WHAT TO WORK ON: Search the entries for the word "below" and pull out each line that has it.

---+---

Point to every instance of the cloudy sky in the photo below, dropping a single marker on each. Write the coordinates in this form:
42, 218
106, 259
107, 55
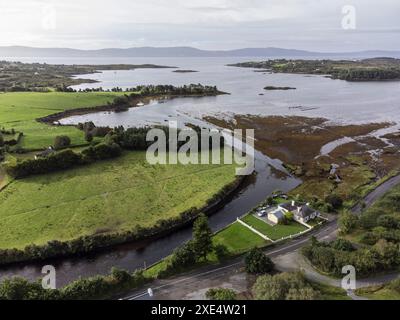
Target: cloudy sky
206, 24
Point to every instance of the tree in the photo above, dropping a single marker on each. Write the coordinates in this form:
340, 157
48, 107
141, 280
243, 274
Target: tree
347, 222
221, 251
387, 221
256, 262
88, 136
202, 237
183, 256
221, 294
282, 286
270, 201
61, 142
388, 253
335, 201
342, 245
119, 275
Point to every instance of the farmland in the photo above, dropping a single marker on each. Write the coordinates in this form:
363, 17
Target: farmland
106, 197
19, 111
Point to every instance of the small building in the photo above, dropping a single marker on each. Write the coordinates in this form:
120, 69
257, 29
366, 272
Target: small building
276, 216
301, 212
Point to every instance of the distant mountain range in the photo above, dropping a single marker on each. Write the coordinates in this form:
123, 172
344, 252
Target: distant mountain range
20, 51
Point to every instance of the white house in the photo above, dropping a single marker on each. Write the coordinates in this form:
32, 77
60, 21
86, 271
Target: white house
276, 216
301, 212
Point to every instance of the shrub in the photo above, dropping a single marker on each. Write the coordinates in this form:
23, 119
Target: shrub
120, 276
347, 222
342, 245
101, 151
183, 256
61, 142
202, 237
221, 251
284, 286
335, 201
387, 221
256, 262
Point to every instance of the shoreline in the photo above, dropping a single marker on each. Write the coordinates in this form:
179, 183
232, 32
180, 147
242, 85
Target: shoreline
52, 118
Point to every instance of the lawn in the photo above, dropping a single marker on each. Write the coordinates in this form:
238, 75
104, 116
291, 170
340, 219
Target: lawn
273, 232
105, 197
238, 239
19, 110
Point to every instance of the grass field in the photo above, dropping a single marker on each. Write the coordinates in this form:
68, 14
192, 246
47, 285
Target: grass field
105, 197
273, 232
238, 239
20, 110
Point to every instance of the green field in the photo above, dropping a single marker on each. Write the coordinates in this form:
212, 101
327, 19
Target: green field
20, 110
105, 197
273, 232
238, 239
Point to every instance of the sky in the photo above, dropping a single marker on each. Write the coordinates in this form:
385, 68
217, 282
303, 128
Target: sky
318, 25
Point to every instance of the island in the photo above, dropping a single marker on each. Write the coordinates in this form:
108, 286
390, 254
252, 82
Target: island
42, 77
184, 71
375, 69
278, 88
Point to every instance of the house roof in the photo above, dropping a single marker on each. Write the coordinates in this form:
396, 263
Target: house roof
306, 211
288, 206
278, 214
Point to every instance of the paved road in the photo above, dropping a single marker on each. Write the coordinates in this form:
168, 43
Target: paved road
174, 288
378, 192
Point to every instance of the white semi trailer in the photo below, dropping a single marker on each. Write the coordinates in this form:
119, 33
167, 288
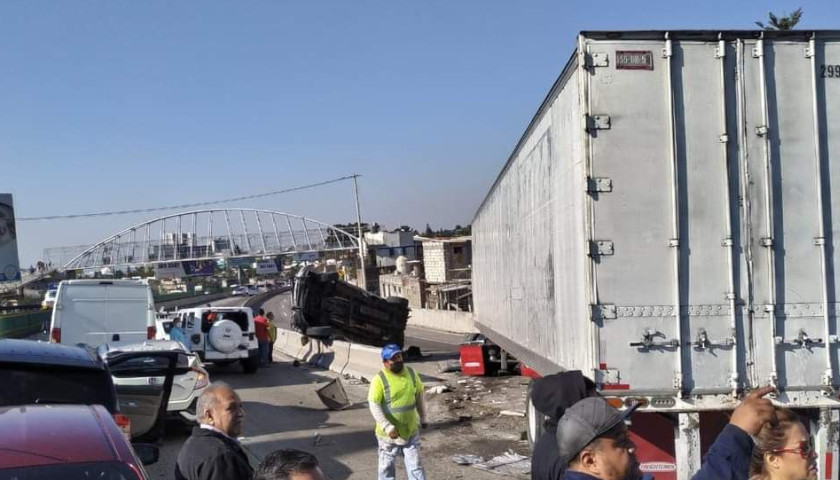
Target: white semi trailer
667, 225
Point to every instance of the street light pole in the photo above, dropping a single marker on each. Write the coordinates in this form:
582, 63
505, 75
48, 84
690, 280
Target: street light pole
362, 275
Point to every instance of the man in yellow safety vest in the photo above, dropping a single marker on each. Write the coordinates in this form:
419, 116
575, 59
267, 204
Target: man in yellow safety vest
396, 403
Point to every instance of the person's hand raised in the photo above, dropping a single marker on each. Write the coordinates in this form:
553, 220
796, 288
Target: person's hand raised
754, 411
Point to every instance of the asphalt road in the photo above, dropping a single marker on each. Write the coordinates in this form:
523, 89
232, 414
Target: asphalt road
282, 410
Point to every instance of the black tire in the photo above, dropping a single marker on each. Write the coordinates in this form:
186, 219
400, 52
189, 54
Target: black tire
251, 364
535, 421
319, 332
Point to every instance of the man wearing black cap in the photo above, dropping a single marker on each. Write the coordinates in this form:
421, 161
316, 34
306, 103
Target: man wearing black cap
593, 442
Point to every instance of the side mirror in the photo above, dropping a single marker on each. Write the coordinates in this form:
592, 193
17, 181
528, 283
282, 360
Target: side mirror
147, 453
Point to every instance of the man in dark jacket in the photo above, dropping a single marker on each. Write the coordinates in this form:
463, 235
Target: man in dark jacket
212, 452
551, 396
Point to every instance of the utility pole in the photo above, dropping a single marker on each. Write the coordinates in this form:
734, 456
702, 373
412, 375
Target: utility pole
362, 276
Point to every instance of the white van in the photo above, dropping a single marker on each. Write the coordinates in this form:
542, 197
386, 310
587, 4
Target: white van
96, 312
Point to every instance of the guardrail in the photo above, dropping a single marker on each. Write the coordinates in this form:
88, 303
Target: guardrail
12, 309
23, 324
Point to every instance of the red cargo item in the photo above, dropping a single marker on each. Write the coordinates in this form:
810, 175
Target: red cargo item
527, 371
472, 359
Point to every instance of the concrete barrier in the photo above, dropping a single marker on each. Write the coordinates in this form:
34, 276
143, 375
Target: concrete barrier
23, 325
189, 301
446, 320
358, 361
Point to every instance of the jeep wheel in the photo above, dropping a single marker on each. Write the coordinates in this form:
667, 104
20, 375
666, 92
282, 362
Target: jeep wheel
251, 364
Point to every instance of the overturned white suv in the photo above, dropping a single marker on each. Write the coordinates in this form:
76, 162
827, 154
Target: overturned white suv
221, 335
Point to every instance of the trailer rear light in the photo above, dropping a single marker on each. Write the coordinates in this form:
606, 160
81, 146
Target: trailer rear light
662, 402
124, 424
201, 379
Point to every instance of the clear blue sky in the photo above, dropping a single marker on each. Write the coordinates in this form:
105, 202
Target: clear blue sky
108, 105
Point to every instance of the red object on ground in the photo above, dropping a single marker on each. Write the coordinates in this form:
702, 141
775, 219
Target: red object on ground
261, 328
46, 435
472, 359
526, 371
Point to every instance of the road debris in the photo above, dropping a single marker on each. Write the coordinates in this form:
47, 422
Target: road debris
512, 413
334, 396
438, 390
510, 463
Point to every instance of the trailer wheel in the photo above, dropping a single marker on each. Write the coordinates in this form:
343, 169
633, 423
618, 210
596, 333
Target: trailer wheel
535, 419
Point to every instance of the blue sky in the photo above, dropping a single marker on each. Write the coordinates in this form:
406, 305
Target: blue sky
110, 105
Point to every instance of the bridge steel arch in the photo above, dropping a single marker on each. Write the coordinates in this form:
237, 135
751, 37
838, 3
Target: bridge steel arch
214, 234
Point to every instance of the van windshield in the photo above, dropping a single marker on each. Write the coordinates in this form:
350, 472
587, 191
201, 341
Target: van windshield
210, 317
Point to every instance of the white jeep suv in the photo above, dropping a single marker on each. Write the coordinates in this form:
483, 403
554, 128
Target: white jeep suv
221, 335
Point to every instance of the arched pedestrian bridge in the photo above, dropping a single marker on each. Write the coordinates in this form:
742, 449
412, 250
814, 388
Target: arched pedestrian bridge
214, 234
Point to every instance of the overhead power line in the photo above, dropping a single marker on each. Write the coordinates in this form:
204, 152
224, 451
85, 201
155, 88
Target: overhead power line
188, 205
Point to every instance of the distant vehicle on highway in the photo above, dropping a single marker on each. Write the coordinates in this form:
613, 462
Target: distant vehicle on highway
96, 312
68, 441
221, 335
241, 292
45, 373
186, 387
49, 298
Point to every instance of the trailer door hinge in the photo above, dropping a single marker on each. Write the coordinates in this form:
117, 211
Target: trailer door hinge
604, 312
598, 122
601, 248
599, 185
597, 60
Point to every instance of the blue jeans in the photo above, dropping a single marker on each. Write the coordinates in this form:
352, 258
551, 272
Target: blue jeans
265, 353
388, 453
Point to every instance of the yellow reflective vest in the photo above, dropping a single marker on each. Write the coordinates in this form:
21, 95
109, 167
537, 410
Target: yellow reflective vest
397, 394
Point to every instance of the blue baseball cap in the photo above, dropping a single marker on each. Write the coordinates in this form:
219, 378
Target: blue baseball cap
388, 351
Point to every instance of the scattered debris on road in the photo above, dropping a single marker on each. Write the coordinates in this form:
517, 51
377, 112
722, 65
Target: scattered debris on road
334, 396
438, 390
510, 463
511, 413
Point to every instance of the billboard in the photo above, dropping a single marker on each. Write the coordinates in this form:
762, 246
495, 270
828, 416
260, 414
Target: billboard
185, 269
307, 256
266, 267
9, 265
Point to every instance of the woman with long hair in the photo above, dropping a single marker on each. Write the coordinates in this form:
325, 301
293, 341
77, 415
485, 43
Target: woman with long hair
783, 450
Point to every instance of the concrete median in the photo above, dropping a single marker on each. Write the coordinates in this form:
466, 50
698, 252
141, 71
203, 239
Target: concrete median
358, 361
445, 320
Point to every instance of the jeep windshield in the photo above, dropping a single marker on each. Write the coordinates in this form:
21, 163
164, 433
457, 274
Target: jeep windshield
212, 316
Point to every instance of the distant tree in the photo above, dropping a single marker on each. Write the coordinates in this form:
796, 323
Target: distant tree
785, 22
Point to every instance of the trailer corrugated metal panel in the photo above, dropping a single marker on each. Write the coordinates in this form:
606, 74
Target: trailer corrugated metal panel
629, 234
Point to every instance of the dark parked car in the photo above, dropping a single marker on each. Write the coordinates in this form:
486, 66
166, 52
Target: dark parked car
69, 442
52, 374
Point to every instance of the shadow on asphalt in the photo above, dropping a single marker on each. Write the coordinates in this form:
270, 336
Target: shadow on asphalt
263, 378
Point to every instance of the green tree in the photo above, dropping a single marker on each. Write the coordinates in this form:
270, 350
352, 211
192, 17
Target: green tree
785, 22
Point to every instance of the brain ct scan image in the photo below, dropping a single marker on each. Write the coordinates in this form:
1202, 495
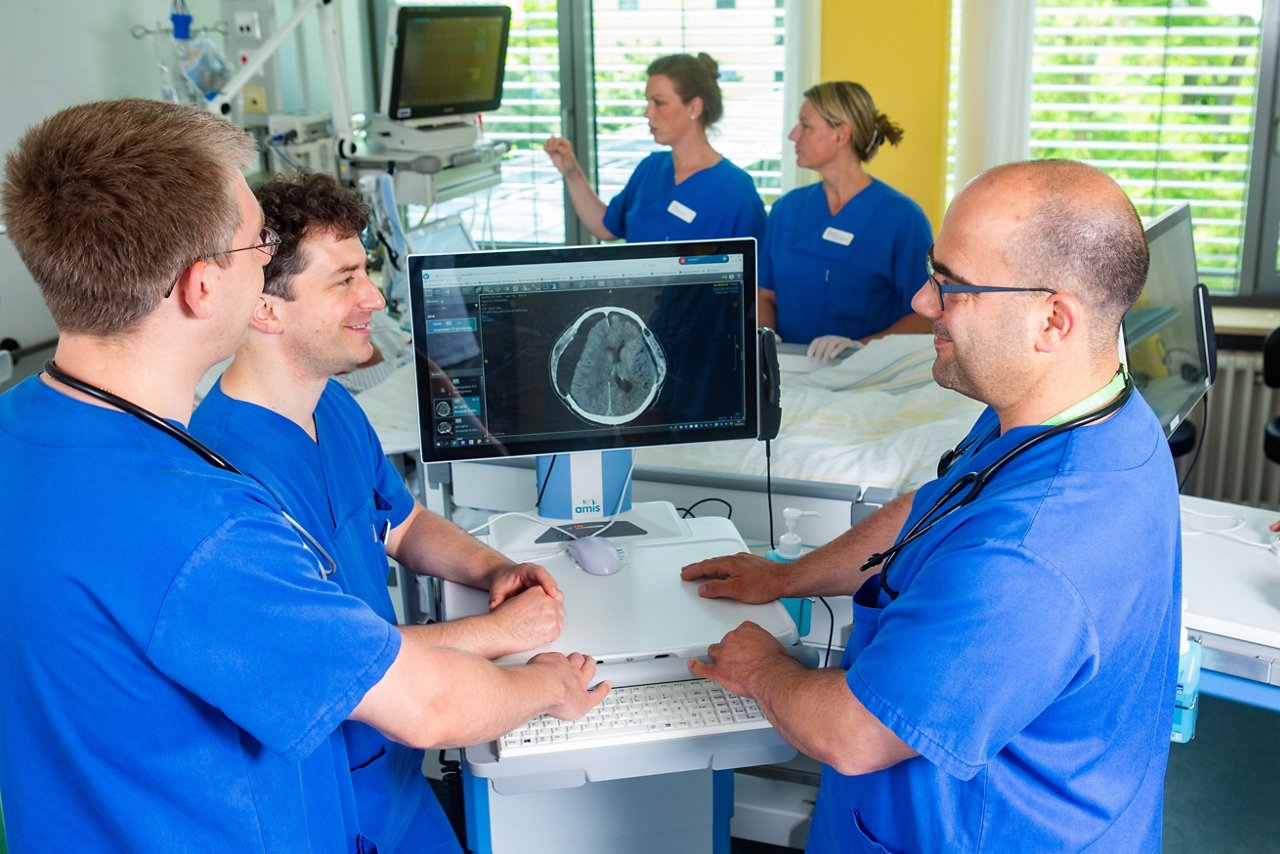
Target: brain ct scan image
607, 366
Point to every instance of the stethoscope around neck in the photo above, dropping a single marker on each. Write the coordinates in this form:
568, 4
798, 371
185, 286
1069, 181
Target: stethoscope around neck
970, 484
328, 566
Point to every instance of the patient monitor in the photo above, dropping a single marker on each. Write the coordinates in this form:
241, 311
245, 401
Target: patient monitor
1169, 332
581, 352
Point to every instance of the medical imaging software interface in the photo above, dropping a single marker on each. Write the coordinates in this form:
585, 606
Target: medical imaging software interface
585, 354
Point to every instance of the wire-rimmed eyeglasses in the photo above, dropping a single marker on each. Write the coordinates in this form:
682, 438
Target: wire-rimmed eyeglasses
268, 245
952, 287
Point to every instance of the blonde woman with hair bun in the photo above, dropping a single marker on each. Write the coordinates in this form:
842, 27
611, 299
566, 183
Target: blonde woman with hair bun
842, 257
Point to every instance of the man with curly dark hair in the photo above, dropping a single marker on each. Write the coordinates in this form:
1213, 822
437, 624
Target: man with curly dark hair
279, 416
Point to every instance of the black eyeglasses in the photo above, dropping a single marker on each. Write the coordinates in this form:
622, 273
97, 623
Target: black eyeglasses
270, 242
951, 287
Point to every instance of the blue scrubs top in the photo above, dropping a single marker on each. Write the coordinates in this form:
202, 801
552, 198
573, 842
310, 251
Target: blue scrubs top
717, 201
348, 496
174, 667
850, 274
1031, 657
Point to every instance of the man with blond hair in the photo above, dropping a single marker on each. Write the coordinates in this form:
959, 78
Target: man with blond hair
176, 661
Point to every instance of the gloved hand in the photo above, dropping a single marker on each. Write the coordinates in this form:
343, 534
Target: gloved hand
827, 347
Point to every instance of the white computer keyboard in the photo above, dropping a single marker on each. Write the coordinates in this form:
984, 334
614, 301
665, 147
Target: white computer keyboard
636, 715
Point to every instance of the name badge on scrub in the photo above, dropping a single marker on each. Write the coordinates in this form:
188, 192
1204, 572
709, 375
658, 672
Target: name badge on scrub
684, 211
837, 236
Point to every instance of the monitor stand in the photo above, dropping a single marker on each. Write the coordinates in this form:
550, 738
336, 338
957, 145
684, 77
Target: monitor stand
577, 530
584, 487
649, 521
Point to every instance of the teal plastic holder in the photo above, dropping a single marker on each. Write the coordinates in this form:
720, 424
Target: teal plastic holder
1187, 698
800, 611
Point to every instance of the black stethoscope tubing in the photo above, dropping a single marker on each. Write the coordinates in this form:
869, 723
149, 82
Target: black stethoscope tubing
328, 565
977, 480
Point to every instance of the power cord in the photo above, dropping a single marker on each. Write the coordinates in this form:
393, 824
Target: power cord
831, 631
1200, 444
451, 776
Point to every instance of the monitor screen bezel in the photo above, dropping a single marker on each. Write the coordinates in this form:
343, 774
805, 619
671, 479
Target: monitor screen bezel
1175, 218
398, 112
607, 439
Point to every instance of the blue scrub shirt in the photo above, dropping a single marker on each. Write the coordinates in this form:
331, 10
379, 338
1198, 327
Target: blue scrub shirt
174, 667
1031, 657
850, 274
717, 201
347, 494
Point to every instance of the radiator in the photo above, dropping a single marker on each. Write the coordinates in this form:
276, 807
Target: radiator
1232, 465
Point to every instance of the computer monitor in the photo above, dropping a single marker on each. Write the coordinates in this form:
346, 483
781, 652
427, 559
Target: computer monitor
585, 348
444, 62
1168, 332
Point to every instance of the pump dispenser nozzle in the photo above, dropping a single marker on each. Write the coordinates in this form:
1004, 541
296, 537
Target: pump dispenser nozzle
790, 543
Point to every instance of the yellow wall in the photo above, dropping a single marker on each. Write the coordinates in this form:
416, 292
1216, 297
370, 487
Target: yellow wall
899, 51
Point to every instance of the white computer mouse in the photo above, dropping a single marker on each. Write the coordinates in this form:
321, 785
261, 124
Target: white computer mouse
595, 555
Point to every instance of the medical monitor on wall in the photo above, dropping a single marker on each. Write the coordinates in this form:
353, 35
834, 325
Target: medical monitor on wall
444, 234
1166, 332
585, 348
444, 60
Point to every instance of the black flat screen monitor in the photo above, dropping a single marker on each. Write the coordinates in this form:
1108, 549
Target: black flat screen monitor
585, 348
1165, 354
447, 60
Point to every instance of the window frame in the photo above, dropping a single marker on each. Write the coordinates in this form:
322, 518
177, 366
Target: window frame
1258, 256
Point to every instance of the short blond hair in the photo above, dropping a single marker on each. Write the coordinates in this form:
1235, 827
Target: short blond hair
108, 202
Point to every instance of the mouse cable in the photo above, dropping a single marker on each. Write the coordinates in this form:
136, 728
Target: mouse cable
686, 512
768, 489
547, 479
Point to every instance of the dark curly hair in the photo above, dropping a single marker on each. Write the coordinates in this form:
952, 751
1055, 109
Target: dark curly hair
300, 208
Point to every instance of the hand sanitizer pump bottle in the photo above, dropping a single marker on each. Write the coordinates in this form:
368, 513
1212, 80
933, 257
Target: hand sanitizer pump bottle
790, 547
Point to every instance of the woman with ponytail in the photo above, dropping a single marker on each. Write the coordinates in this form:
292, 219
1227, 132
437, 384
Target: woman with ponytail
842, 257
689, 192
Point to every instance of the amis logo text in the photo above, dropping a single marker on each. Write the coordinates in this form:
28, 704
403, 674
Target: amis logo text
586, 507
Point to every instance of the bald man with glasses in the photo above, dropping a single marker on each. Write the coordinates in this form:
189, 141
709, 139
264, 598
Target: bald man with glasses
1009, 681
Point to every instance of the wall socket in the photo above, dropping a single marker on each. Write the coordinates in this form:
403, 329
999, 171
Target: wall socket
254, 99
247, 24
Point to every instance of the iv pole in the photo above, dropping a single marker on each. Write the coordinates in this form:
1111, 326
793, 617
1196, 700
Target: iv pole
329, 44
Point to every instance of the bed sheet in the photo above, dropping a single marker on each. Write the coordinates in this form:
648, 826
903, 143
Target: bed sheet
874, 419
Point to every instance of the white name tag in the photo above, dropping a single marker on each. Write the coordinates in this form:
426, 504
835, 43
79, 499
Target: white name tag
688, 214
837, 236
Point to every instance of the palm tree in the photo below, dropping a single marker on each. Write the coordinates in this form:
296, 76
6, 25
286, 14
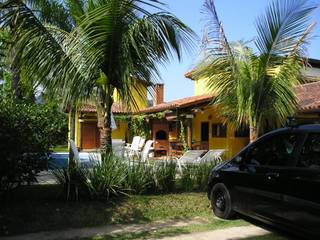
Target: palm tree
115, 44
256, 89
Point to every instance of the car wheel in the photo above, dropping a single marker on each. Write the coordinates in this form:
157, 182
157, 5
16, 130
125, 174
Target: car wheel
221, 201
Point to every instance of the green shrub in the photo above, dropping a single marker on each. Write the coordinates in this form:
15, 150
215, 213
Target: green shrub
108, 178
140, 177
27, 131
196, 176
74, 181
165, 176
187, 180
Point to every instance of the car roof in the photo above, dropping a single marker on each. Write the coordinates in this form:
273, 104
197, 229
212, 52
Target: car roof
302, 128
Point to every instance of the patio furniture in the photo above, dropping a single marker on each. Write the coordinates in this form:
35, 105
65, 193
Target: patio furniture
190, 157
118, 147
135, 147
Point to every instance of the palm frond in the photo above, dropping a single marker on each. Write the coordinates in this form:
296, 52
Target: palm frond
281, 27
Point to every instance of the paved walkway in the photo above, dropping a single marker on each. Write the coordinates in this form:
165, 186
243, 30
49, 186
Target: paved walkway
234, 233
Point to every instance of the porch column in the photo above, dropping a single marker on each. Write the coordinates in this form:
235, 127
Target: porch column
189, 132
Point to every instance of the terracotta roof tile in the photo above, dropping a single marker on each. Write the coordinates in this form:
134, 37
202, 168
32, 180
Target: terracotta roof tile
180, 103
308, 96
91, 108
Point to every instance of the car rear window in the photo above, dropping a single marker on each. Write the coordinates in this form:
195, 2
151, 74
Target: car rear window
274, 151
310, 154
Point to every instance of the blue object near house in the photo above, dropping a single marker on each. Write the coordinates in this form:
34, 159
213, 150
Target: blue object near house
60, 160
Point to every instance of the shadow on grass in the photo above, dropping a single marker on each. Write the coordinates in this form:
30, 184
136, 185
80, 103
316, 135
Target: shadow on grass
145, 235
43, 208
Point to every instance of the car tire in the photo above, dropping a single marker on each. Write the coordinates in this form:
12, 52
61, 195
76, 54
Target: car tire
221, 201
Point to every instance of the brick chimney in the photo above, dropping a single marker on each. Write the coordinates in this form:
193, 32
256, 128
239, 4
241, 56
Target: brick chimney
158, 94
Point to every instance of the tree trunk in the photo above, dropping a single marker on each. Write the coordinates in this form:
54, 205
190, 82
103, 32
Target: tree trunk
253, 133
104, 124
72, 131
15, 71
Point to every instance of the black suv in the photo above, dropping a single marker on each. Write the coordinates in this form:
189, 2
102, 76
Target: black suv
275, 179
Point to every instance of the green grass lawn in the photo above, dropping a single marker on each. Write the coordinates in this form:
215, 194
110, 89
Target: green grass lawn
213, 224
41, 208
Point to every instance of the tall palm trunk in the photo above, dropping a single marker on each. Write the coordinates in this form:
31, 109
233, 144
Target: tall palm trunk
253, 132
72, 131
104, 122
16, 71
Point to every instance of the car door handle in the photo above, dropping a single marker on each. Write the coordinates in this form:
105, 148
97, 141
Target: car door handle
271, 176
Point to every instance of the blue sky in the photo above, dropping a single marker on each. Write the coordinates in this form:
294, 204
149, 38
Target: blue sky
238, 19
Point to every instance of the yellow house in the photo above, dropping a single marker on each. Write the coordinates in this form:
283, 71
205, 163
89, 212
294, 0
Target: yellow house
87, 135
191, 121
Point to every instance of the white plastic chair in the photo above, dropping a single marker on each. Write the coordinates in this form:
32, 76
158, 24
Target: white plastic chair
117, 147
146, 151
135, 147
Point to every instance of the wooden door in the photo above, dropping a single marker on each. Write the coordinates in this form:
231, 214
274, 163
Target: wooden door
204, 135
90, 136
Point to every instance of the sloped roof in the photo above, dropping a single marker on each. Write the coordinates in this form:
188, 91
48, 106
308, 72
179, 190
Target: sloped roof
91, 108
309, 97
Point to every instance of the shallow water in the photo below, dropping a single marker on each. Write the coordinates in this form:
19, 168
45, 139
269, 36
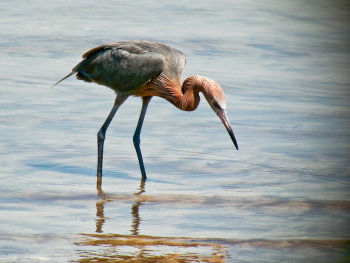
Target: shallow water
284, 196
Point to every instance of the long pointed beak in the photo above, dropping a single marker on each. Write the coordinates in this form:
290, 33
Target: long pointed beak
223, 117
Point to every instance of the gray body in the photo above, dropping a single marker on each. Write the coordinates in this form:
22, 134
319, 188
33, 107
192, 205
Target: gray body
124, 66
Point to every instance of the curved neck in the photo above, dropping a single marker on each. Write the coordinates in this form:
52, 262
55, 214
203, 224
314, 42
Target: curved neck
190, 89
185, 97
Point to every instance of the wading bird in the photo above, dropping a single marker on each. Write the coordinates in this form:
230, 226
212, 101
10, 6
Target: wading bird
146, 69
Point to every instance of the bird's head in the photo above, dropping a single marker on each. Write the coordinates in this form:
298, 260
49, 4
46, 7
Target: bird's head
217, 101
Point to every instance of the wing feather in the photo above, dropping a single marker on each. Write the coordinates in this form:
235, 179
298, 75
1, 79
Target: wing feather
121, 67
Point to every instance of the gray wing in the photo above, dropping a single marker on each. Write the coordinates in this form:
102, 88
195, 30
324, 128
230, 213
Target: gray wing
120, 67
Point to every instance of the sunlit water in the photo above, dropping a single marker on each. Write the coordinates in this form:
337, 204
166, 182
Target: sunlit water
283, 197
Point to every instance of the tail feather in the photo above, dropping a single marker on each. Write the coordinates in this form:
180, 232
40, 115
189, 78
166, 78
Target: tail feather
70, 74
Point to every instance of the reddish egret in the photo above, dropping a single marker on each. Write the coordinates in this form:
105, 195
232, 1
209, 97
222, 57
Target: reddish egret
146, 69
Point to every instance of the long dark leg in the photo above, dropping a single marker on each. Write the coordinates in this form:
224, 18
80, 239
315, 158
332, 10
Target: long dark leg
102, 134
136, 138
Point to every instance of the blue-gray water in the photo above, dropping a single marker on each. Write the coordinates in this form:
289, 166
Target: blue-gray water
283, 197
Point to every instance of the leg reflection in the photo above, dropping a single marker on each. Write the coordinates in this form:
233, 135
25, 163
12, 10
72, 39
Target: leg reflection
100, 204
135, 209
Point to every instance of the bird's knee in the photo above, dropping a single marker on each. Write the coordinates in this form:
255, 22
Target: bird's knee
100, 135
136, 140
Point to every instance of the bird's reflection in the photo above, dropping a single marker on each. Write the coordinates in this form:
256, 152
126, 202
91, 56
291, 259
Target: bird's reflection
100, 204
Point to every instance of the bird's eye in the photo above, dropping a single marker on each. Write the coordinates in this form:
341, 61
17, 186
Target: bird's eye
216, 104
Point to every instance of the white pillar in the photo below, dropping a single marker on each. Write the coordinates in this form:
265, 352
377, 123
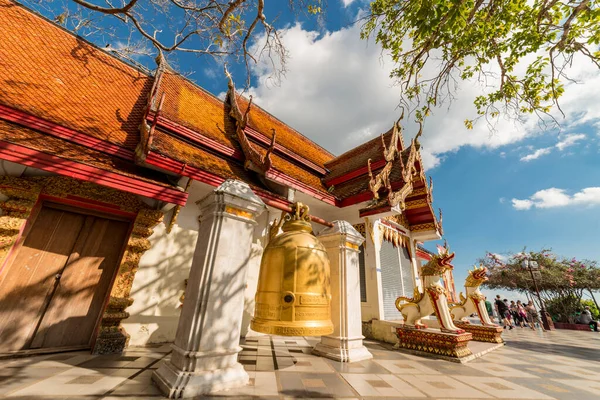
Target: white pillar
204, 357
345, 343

---+---

ANSWER TO THE PROBLEM:
Point to every instance of the cloudy sky in the photo below, dropping a single marker on each. Write the coordinates in this form:
Point to every instance of the white semi trailer in the photo below, dropping a single marker on each. Write the coordinates in this form:
Point to every instance of the brain ct scan image in the photo below, dropping a single marker on each. Write the coordinates in this form:
Point to every instance of the palm tree in the photo below, dropping a single marker on each. Write the coordinates in this form:
Point to every instance of the shallow water in the photo below, dropping a single marker on each. Write the coordinates in this form:
Point to every instance of the white pillar in the photo below, dropping a single marker on each. Write the coordinates in this form:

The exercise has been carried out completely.